Please write these lines out again, renaming "single point" to "single marker" everywhere and changing nothing else.

** Begin DATASET CONTENT **

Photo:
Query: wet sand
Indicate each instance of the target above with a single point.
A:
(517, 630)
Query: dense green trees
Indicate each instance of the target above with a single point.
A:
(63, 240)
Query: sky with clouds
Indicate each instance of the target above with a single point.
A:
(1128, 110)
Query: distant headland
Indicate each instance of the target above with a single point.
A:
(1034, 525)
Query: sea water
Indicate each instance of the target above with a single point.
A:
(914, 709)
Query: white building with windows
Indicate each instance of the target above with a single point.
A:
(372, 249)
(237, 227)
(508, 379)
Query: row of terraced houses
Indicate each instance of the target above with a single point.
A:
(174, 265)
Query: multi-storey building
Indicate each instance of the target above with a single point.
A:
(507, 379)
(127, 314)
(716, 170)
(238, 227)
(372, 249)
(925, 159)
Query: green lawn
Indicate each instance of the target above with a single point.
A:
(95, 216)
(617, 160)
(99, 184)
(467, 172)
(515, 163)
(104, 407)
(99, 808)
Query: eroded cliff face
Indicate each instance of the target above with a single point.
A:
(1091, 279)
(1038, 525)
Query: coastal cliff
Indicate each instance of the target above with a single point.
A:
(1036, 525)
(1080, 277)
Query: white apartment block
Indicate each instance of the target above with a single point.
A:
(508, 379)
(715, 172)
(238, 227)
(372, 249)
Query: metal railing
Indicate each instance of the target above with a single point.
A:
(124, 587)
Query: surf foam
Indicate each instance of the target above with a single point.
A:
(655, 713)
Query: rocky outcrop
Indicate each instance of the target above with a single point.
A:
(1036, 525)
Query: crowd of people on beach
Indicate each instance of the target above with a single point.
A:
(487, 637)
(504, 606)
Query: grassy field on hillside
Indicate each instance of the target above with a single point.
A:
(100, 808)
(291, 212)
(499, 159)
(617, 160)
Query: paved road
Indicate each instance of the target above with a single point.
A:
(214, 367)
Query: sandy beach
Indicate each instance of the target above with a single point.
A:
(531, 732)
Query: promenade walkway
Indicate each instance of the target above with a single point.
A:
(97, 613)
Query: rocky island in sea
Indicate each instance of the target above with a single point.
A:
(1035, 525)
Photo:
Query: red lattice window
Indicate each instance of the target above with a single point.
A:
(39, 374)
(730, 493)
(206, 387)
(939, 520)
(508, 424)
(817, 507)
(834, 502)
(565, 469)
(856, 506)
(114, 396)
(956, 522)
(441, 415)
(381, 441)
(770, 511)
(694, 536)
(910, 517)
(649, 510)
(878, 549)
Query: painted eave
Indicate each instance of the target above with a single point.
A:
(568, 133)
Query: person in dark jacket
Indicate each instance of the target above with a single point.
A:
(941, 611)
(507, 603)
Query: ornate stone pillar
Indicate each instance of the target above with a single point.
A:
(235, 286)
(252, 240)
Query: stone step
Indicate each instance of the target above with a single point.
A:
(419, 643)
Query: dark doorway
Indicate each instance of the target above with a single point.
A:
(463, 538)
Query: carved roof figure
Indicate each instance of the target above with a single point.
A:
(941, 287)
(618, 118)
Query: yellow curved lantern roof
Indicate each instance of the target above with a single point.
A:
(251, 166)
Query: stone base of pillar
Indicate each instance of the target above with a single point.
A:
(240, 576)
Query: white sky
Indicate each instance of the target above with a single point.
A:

** End DATASET CONTENT **

- [ANSWER FOR THIS EXERCISE]:
Photo:
Query: wet sand
Indicate each instance of the target above with a single marker.
A:
(517, 630)
Query: dense green trees
Indicate each instance of the target above with a single marker.
A:
(63, 240)
Query: sky with clouds
Indicate each instance of the target above with a single marker.
A:
(1128, 110)
Query: distant headland
Indicate each instance of the target above with a single marker.
A:
(1034, 525)
Query: sea water
Indicate each instance of the target above with a single marker.
A:
(914, 709)
Query: white building with windows
Indicate each instance of the target above with a single marker.
A:
(372, 249)
(237, 227)
(508, 379)
Query: row of terraced houses
Indicate each instance of the target above with a single marker.
A:
(174, 265)
Query: multi-storey building
Indicate each instance of the target above with a single marker.
A:
(507, 379)
(127, 314)
(716, 170)
(238, 227)
(372, 249)
(925, 159)
Query: green lawn
Indicate each instance of the target above with a single marker.
A:
(95, 216)
(617, 160)
(99, 184)
(467, 172)
(515, 163)
(104, 407)
(99, 808)
Query: eroded cliff face
Indicate each instance of the target above with a single marker.
A:
(1091, 279)
(1038, 525)
Query: coastal cliff
Indicate each instance of the target above with a single marker.
A:
(1036, 525)
(1080, 277)
Query: white apartment block
Indicate each instance of the target above with a single marker.
A:
(508, 379)
(715, 172)
(238, 227)
(372, 249)
Query: metal railing
Indicate each instance of the target above with a single marker.
A:
(124, 587)
Query: surf foam
Indicate each instance of the target above with a single marker.
A:
(655, 713)
Query: rocky outcrop
Indicate each instance of the target above with a single marker.
A:
(1036, 525)
Query: crowd of people on beach
Indicate each instance of the target above with a single marker.
A:
(487, 637)
(504, 606)
Query: grassy field on hillside
Indicate each instance of the target above with a single marker.
A:
(100, 808)
(291, 212)
(499, 159)
(617, 160)
Query: paved road
Indicate each instance of the target above with a single marker.
A:
(214, 367)
Query: sandy beach
Indicate each instance of the target above with a single marker.
A:
(531, 732)
Query: promenade walkway
Indicate each instance of the target above with a single marker.
A:
(97, 613)
Query: rocky island in sea
Indicate each instance of the target above with a single marker.
A:
(1035, 525)
Photo:
Query: red lattice window
Indicate each instance of the target above with a single marker.
A:
(39, 374)
(730, 493)
(206, 387)
(939, 520)
(508, 424)
(817, 507)
(834, 502)
(565, 469)
(856, 506)
(114, 396)
(956, 522)
(441, 415)
(381, 441)
(770, 511)
(694, 536)
(910, 517)
(649, 510)
(878, 549)
Query: painted eave
Indicate each instance of the target above with a single marker.
A:
(568, 133)
Query: person in dark jacket
Indicate each instance of the target above with a single marker.
A:
(941, 611)
(507, 603)
Query: ornate stone pillar
Indicate each instance of the target above with a single marker.
A:
(235, 286)
(252, 240)
Query: stone step
Indicate each instance of the target above with a single marker.
A:
(419, 643)
Query: dark doorway
Indicate each instance of the target above with a single marker.
A:
(463, 538)
Query: carved roof figure
Indicate each instance of the target above with a single marker.
A:
(941, 287)
(618, 118)
Query: yellow curved lantern roof
Indicate each instance of the target above with a single marker.
A:
(251, 166)
Query: stone base of pillar
Indicate each instance of the target above with a single marker.
A:
(240, 576)
Query: white sky
Indicate each instance of the target above with a single marker.
A:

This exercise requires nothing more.